Data records
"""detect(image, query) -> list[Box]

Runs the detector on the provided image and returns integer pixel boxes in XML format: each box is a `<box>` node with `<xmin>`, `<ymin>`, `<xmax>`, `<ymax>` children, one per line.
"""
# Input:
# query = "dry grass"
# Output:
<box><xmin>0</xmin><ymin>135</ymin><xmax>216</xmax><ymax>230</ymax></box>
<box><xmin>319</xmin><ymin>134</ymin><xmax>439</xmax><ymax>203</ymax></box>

= Prompt =
All of the data above needs to be written out again, exactly.

= Answer for this exercise =
"""detect(image, query) -> list[Box]

Runs the detector on the provided image and returns integer pixel boxes in XML format: each box is a `<box>` node with `<xmin>`, `<ymin>`, `<xmax>`, `<ymax>` children, one per line.
"""
# Input:
# query = "dry grass"
# Output:
<box><xmin>0</xmin><ymin>135</ymin><xmax>216</xmax><ymax>230</ymax></box>
<box><xmin>319</xmin><ymin>134</ymin><xmax>439</xmax><ymax>203</ymax></box>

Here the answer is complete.